*** PROVIDED PASSAGE ***
AI Development Is a Different Skill
And most engineers don't have it yet.
I watched a staff engineer spend three hours on something that should have taken twenty minutes last week. He had Claude Code open. He had the context loaded. Fifteen years in the codebase, knew every corner of it.
He was reading every line Claude generated. Cross-referencing with internal docs. Running manual verification after each change. Treating the AI like a suspect who needed supervision. When he finished, he’d produced what someone with two years of experience shipped in forty-five minutes the same day using the same tools.
I used to think experience was the variable. Give the best engineers the best tools and they’d get the best results. That seemed so obviously true that I never questioned it.
Then I started watching what actually happens when experienced engineers use AI tools, and the pattern broke in a way I wasn’t expecting.
The inversion
Some of the best traditional engineers I know are terrible at AI development. Not mediocre. Terrible. They’re slower with AI than without it. They know this. They’ll tell you. They have theories about why.
Their theories are wrong. They think the tools aren’t good enough yet, or that AI can’t handle complex systems, or that the studies showing marginal gains prove the technology is immature. What’s actually happening is simpler and harder to accept: they can’t let go.
Their entire career was built on understanding every line. Reading the code is how they catch bugs. Tracing the logic is how they verify correctness. Deep implementation knowledge is what made them senior. That instinct, the one that served them for fifteen years, is now the thing making them slow.
The engineer I watched last week wasn’t using AI wrong in any technical sense. His prompts were fine. His context was loaded properly. He just couldn’t stop doing the old job while trying to do the new one. He added AI to his workflow without removing any steps. Of course that’s slower.
What the new skill looks like
The people who get massive output from AI dev work differently at every level. They write architecture documents before any code exists. They describe systems, not functions. They review at the integration level, not the syntax level. They run tests to verify correctness instead of reading code to verify correctness.
The creator of Claude Code ships over twenty pull requests a day. He runs multiple instances in parallel. He maintains a file that captures every mistake the AI has made on his codebase so it learns over time. He hasn’t manually written code in months.
That’s not a faster version of traditional engineering. It’s a different activity. He’s orchestrating and directing, not implementing. The skills that matter are architecture, system design, knowing what to build, knowing what’s wrong at the behavioral level. The skills that don’t matter anymore are the ones traditional engineering spent twenty years valorizing: syntax mastery, language fluency, the ability to trace through implementations in your head.
The grief is real
Something I didn’t expect started happening in early 2026. Senior engineers began writing what can only be described as grief essays. Not about losing their jobs. About losing their identity.
*** End of PROVIDED PASSAGE ***
*** DATA SUPPLIED ***
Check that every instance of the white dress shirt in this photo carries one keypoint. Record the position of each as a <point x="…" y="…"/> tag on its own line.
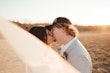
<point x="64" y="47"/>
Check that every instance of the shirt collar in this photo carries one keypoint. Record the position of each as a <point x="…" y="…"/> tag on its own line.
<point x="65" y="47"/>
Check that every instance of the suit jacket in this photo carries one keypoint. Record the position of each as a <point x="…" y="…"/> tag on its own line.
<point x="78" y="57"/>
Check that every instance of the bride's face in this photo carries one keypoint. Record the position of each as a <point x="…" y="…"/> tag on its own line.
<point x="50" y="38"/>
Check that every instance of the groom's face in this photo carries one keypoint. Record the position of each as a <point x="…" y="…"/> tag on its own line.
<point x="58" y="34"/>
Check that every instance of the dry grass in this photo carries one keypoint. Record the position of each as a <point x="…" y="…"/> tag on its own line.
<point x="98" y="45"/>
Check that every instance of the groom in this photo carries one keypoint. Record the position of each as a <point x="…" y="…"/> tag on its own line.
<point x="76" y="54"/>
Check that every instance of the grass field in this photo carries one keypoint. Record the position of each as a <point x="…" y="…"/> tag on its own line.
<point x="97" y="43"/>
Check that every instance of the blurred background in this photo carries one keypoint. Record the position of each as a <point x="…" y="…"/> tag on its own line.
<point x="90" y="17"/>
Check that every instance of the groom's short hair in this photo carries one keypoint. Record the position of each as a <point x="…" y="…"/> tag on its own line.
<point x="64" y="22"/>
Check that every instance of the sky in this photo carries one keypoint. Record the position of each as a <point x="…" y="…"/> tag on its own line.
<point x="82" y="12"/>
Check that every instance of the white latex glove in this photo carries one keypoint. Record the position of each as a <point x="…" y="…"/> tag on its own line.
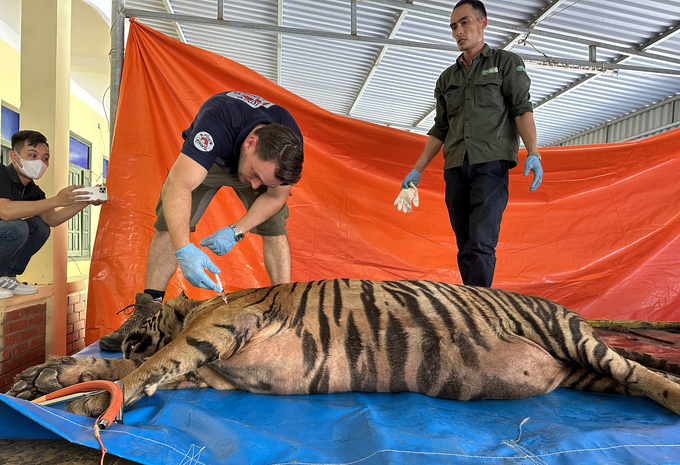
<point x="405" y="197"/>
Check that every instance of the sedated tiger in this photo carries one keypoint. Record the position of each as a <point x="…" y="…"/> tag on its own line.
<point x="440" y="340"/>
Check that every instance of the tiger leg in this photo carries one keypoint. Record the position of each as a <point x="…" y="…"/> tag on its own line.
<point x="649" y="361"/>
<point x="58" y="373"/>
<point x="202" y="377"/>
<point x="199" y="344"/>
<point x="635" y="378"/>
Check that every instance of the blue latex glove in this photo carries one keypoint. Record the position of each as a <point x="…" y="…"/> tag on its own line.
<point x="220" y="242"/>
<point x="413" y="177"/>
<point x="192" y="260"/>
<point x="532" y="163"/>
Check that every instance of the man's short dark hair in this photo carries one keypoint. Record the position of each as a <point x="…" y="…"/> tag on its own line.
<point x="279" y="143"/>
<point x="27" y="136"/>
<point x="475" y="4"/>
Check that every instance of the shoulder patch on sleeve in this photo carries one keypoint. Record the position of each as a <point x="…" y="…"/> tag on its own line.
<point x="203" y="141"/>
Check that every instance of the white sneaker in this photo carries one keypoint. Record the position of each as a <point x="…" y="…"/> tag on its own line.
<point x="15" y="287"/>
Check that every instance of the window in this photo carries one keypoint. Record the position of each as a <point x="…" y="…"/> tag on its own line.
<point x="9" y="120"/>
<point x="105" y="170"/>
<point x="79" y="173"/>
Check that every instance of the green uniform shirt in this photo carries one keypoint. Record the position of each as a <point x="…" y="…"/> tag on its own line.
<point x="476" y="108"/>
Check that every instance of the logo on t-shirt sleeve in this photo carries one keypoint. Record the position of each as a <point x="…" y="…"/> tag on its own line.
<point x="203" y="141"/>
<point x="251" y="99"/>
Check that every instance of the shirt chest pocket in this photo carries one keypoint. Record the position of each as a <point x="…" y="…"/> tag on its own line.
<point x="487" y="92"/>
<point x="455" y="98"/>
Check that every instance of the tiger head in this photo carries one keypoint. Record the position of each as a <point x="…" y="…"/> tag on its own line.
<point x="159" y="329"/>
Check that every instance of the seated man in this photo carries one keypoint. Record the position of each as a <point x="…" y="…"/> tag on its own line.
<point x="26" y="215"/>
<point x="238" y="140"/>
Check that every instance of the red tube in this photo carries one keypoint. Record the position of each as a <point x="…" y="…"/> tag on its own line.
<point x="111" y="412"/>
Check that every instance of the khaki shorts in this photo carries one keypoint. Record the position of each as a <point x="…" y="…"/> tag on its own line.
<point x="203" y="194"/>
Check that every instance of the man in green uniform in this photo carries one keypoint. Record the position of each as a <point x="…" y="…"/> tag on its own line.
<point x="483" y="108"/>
*** End of DATA SUPPLIED ***
WHAT TO PRODUCE
Can you answer these from the essay on AI development?
(a) How many hours did the staff engineer spend on the task that should have taken twenty minutes?
(b) How many pull requests a day does the creator of Claude Code ship?
(c) When did senior engineers begin writing grief essays?
The records aren't needed for any of this.

TASK OUTPUT
(a) Three hours.
(b) Over twenty.
(c) Early 2026.